TASK DESCRIPTION:
The output should contain the listing word for word and no pictures.
-- RECORDS TO USE follows --
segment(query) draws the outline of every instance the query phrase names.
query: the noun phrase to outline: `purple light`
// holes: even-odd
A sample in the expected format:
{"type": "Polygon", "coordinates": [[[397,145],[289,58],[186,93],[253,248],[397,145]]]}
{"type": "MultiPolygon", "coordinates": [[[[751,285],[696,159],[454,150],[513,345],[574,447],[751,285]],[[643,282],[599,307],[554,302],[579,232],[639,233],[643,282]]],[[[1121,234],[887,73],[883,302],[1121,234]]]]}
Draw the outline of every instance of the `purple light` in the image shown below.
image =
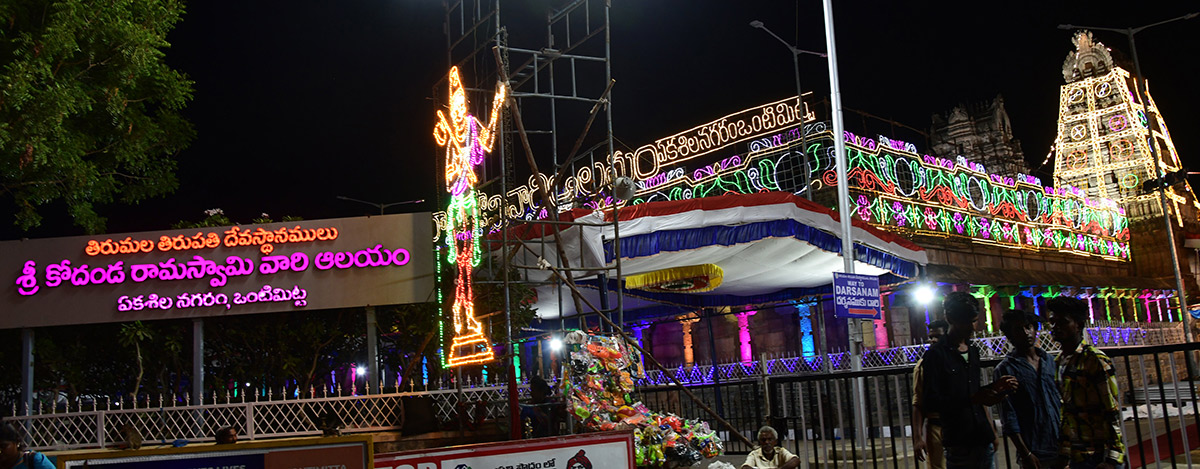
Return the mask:
{"type": "Polygon", "coordinates": [[[754,359],[754,352],[750,347],[750,316],[757,313],[758,311],[743,311],[737,314],[738,342],[741,343],[740,351],[743,362],[749,362],[754,359]]]}

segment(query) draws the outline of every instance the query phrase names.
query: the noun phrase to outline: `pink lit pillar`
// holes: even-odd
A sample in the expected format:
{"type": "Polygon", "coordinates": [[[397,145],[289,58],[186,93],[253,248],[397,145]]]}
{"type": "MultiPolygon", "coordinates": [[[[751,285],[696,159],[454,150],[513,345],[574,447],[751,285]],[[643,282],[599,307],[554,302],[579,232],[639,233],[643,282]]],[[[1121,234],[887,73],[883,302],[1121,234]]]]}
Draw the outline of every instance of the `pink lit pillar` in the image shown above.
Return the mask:
{"type": "Polygon", "coordinates": [[[875,349],[876,350],[882,350],[882,349],[887,348],[887,346],[888,346],[887,319],[885,319],[886,317],[887,317],[887,311],[884,311],[883,314],[879,315],[879,319],[873,320],[873,322],[875,323],[875,349]]]}
{"type": "Polygon", "coordinates": [[[1150,322],[1150,292],[1142,293],[1142,305],[1146,307],[1146,322],[1150,322]]]}
{"type": "Polygon", "coordinates": [[[742,311],[737,313],[738,342],[740,343],[743,362],[749,362],[754,359],[754,351],[750,347],[750,316],[755,314],[758,314],[758,311],[742,311]]]}
{"type": "Polygon", "coordinates": [[[882,306],[879,309],[879,319],[874,320],[876,350],[882,350],[888,346],[887,317],[888,310],[892,306],[892,295],[888,293],[879,295],[879,304],[882,306]]]}

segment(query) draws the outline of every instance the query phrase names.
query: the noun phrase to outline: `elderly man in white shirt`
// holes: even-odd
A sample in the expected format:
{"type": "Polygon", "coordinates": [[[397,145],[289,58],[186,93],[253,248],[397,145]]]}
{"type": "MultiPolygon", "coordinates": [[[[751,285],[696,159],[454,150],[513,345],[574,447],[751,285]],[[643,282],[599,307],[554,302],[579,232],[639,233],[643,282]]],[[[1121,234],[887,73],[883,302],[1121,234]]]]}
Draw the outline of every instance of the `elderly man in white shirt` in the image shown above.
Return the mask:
-- RECORDS TO USE concluded --
WRITTEN RESPONSE:
segment(query) draws the outline of every instance the query phrase names.
query: the noun phrase to outline: `purple light`
// holes: even-odd
A sample in the expected format:
{"type": "Polygon", "coordinates": [[[397,145],[289,58],[186,93],[253,248],[397,145]]]}
{"type": "MultiPolygon", "coordinates": [[[[751,285],[696,159],[454,150],[513,345],[574,447],[751,285]],[[643,282],[599,307],[554,302],[579,232],[639,233],[643,282]]],[[[1121,234],[887,73],[883,302],[1121,234]]]]}
Draw the outline of every instance of the `purple light` in the image shown below.
image =
Return the mask:
{"type": "Polygon", "coordinates": [[[754,359],[754,352],[750,347],[750,316],[757,313],[758,311],[743,311],[737,314],[738,342],[741,343],[740,351],[743,362],[749,362],[754,359]]]}

segment(query) draws the outline of every instance the query phrase names.
query: the noun phrase to outline: `pink lit pillar`
// holes: even-odd
A sample in the expected format:
{"type": "Polygon", "coordinates": [[[397,145],[289,58],[186,93],[253,248],[397,145]]]}
{"type": "MultiPolygon", "coordinates": [[[[751,285],[696,159],[454,150],[513,345],[574,447],[751,285]],[[643,282],[599,307],[554,302],[579,232],[639,233],[643,282]]],[[[1121,234],[887,73],[883,302],[1121,234]]]]}
Draw the outline of every instance of the `pink lit pillar` in the image shown above.
Return the mask:
{"type": "Polygon", "coordinates": [[[875,349],[876,350],[882,350],[882,349],[887,348],[887,346],[888,346],[887,319],[885,319],[886,317],[887,317],[887,311],[884,311],[883,314],[879,315],[879,319],[873,320],[873,322],[875,323],[875,349]]]}
{"type": "Polygon", "coordinates": [[[1150,322],[1150,292],[1142,293],[1142,305],[1146,307],[1146,322],[1150,322]]]}
{"type": "Polygon", "coordinates": [[[742,311],[737,313],[738,342],[740,343],[743,362],[749,362],[754,359],[754,351],[750,347],[750,316],[755,314],[758,314],[758,311],[742,311]]]}
{"type": "Polygon", "coordinates": [[[882,306],[879,309],[879,319],[874,320],[876,350],[882,350],[888,346],[887,317],[888,310],[892,306],[892,295],[888,293],[879,295],[879,304],[882,306]]]}

segment(query) draws the outline of every instance the query phrase names.
query: the noun phrase to outline: `elderly man in white shirt`
// holes: even-odd
A sample in the expected format:
{"type": "Polygon", "coordinates": [[[397,145],[289,58],[186,93],[253,248],[397,145]]]}
{"type": "MultiPolygon", "coordinates": [[[[751,285],[696,159],[454,150],[513,345],[574,447],[751,285]],[[643,282],[599,307],[554,302],[579,232],[639,233],[643,282]]],[[[1121,234],[887,73],[883,302],[1121,234]]]]}
Draw the outline of every instance of the `elderly man in white shirt` in the image shown above.
Return the mask:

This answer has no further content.